Dataset records
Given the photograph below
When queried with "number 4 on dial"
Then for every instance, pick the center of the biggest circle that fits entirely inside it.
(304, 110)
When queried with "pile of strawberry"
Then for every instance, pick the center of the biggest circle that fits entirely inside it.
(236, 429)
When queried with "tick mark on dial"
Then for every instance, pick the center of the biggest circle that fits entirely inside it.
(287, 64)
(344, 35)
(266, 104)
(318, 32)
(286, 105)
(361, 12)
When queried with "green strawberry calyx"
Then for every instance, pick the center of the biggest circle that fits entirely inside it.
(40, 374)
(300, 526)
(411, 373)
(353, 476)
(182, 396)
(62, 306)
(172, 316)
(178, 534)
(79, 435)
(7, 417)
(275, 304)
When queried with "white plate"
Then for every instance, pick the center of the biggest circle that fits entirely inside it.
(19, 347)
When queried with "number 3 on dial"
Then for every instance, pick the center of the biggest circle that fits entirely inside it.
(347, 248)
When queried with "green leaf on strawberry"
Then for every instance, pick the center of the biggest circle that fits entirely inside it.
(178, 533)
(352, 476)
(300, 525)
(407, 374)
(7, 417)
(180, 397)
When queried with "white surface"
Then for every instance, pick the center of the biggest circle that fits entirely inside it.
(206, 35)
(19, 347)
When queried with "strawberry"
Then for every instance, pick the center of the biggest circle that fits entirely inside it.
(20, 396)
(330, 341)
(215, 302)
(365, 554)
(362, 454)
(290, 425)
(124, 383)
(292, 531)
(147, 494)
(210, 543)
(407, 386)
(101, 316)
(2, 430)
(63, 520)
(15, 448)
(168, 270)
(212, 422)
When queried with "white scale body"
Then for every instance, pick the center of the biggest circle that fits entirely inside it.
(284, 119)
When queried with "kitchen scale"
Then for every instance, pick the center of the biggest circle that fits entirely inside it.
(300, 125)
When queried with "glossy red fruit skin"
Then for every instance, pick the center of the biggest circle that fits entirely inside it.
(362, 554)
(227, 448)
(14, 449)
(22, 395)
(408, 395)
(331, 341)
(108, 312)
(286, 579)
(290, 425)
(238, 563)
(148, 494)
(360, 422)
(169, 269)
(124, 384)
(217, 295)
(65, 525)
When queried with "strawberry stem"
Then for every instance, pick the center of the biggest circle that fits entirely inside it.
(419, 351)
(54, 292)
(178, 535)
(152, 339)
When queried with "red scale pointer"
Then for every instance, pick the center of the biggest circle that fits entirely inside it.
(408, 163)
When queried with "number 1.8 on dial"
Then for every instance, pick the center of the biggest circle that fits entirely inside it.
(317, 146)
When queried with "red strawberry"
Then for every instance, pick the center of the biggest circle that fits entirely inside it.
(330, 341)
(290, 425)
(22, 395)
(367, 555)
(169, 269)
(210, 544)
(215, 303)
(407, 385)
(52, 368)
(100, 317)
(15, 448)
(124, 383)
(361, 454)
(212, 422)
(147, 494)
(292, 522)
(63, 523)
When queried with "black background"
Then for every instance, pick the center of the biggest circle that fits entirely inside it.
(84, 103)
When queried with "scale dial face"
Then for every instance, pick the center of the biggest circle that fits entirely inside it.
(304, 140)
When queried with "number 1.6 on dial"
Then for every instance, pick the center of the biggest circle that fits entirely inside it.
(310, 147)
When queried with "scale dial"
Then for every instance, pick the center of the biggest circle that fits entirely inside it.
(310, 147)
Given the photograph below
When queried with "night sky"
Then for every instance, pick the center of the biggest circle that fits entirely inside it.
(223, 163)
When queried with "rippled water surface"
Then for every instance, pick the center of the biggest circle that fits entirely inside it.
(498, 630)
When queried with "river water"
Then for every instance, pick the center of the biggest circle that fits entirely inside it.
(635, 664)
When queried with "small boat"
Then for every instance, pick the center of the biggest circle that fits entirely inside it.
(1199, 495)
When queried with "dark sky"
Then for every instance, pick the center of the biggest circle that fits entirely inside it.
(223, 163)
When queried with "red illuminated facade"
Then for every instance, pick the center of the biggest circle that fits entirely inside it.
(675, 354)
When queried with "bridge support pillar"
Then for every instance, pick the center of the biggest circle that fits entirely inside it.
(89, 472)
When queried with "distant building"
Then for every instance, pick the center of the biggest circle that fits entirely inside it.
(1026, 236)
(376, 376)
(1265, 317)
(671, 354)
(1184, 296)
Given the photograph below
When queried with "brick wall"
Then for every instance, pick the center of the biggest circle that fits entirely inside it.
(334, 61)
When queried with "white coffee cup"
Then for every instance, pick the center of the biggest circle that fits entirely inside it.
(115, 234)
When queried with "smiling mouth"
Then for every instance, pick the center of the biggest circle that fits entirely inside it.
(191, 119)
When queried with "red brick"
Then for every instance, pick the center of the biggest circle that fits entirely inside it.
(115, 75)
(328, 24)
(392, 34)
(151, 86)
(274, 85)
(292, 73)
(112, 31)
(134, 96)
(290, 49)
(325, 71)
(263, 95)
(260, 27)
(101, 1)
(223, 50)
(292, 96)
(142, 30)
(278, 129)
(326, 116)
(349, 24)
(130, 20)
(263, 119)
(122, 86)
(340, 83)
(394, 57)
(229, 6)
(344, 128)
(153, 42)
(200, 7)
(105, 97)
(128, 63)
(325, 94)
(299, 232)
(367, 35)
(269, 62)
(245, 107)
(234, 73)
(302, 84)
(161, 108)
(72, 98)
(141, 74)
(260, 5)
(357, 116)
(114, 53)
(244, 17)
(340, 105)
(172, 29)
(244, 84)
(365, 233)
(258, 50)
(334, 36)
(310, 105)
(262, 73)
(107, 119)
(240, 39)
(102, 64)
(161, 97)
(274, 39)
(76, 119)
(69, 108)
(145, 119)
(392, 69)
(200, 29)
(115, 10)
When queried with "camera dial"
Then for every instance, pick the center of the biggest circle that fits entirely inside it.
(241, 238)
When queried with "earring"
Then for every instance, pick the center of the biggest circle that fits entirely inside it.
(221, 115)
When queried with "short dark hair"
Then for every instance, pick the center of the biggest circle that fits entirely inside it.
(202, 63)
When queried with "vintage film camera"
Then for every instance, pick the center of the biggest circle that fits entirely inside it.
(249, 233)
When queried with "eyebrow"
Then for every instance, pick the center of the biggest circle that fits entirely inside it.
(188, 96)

▶ **Exercise details**: Set down the listing above in full, please, exactly as it appears.

▶ **Task response**:
Given the photograph below
When queried with "number 4 on dial"
Then for every instance, pick the center of the biggest circle that fits entirely inside it.
(304, 110)
When queried with "pile of strawberry"
Then for every instance, pick the center of the biggest circle that fits entirely inside it.
(236, 429)
When queried with "tick mark on dial"
Then for every instance, pick the center of the biggest circle that fits entirely inside it.
(287, 64)
(344, 35)
(266, 104)
(318, 32)
(286, 105)
(361, 12)
When queried with "green strawberry calyx"
Then for every instance, pick the center of the biggest circle that fits entirely inside it.
(40, 374)
(300, 526)
(411, 373)
(353, 476)
(182, 396)
(62, 306)
(172, 316)
(178, 534)
(79, 435)
(7, 417)
(275, 304)
When queried with "white plate"
Then for every instance, pick the center of the biggest circle that fits entirely inside it.
(19, 347)
When queried with "number 3 on dial"
Then for every instance, pick the center of the biggest circle that fits entirely inside it.
(347, 248)
When queried with "green leaf on strawberry"
Then for every instance, pick the center of the biggest circle that fits entirely inside it.
(178, 533)
(352, 476)
(300, 525)
(407, 374)
(7, 417)
(180, 397)
When queried with "white surface"
Then for every instance, pick the center of the biggest circle that fits entirely inside it.
(206, 35)
(19, 347)
When queried with "strawberry"
Then for every instance, pick the center of the biggest circle that fits entirely inside it.
(20, 396)
(330, 341)
(215, 302)
(365, 554)
(362, 454)
(290, 425)
(124, 383)
(292, 531)
(147, 494)
(210, 543)
(407, 386)
(101, 316)
(2, 430)
(63, 520)
(15, 448)
(168, 270)
(212, 422)
When queried with "white scale body"
Then for every instance, pick the center of the biggest circle that fits entirely inside it.
(284, 119)
When queried with "kitchen scale"
Then for every instance, pick the center of the biggest circle that fits entirely inside it.
(300, 125)
When queried with "glossy red fruit skin"
Then for every instance, pick the center of the biggest circle that fits entirely inside it.
(362, 554)
(227, 448)
(14, 449)
(22, 395)
(408, 395)
(331, 341)
(108, 312)
(286, 579)
(290, 425)
(238, 563)
(148, 494)
(360, 422)
(169, 269)
(124, 384)
(217, 295)
(65, 525)
When queried with "strawberry stem"
Then for every instance, pick the center of the biggest circle that fits entirely inside it.
(419, 351)
(54, 292)
(178, 535)
(152, 339)
When queried with "red scale pointer"
Then for every instance, pick the center of the biggest circle that fits entirely inside it.
(408, 163)
When queried with "number 1.8 on dial"
Then for every instance, pick the center of the biggest circle that fits entirely inside it.
(317, 146)
When queried with "red strawberry"
Then for every instance, pick the center of the biggest circle that fits entirely inside it.
(330, 341)
(290, 425)
(22, 395)
(367, 555)
(169, 269)
(210, 544)
(215, 303)
(407, 385)
(52, 368)
(100, 317)
(15, 448)
(124, 383)
(361, 454)
(212, 422)
(147, 494)
(292, 522)
(63, 523)
When queried with "black background"
Then for every instance, pick the center of the biggest circle that fits entirely inside it.
(84, 103)
When queried with "scale dial face"
Then for every instance, pick the center of the biggest circle that fits entirely inside it.
(304, 140)
When queried with "number 1.6 on dial"
Then for every instance, pick the center of the biggest circle that fits entirely inside it.
(310, 147)
When queried with "scale dial"
Then for every instance, pick the center of the biggest circle that fits entirely inside it.
(310, 147)
Given the photograph below
When queried with "night sky"
Then for every instance, pick the center of the biggest circle that fits entirely inside it.
(223, 163)
When queried with "rippled water surface"
Then for every instance, pick the center of the biggest circle that fits entirely inside it.
(498, 630)
When queried with "river water"
Then for every instance, pick the center of the biggest circle that fits entirely inside it.
(635, 664)
When queried with "small boat"
Then for every instance, pick the center of the biggest circle that fits entirely inside it.
(1199, 495)
When queried with "dark sky"
Then for every instance, pick the center of the biggest circle that fits entirely inside it.
(223, 163)
When queried with "red illuminated facade"
Then for every instance, pick the center of the biggest circle that fits entirely inside it.
(675, 354)
When queried with "bridge support pillar"
Then for every instance, pick the center of the biggest circle that fits entirely inside it.
(89, 472)
When queried with "distant building"
Then for every instance, pick the center of the biggest circle that fits entirely inside it.
(1026, 236)
(376, 376)
(1265, 317)
(671, 354)
(1184, 296)
Given the photograph below
When queried with "brick wall"
Then for every instance, pick the center of the biggest circle that fits entirely inside it.
(334, 61)
When queried with "white coffee cup"
Then for every instance, pick the center of the biggest circle that fits entirely inside it.
(115, 234)
When queried with "smiling mouth"
Then for every instance, pick the center of the biggest circle that fits entirely inside it.
(191, 119)
When queried with "red brick"
Then for every instance, pick the center of the biggest circle that fits entirely inside it.
(115, 75)
(328, 24)
(392, 34)
(151, 86)
(274, 85)
(292, 73)
(112, 31)
(134, 96)
(290, 49)
(325, 71)
(263, 95)
(260, 27)
(101, 1)
(223, 50)
(292, 96)
(142, 30)
(278, 129)
(326, 116)
(349, 24)
(130, 20)
(263, 119)
(122, 86)
(340, 83)
(394, 57)
(229, 6)
(344, 128)
(153, 42)
(200, 7)
(105, 97)
(128, 63)
(325, 94)
(299, 232)
(367, 35)
(269, 62)
(245, 107)
(234, 73)
(302, 84)
(161, 108)
(72, 98)
(141, 74)
(260, 5)
(357, 116)
(114, 53)
(244, 17)
(340, 105)
(172, 29)
(244, 84)
(365, 233)
(258, 50)
(334, 36)
(310, 105)
(262, 73)
(107, 119)
(240, 39)
(102, 64)
(161, 97)
(274, 39)
(76, 119)
(69, 108)
(145, 119)
(392, 69)
(200, 29)
(115, 10)
When queried with "camera dial"
Then for every instance, pick the center of the biggest circle that fits entirely inside it.
(241, 238)
When queried with "earring"
Then for every instance, pick the center of the biggest circle that fits entirely inside it.
(221, 115)
When queried with "short dark hair"
Then for every instance, pick the center of the biggest circle that fits entirely inside it.
(202, 63)
When queried with "vintage film camera"
Then for every instance, pick the center of the biggest circle that fits entirely inside it.
(249, 233)
When queried with "eyebrow"
Then for every instance, pick the center of the biggest circle that fits entirely inside it.
(188, 96)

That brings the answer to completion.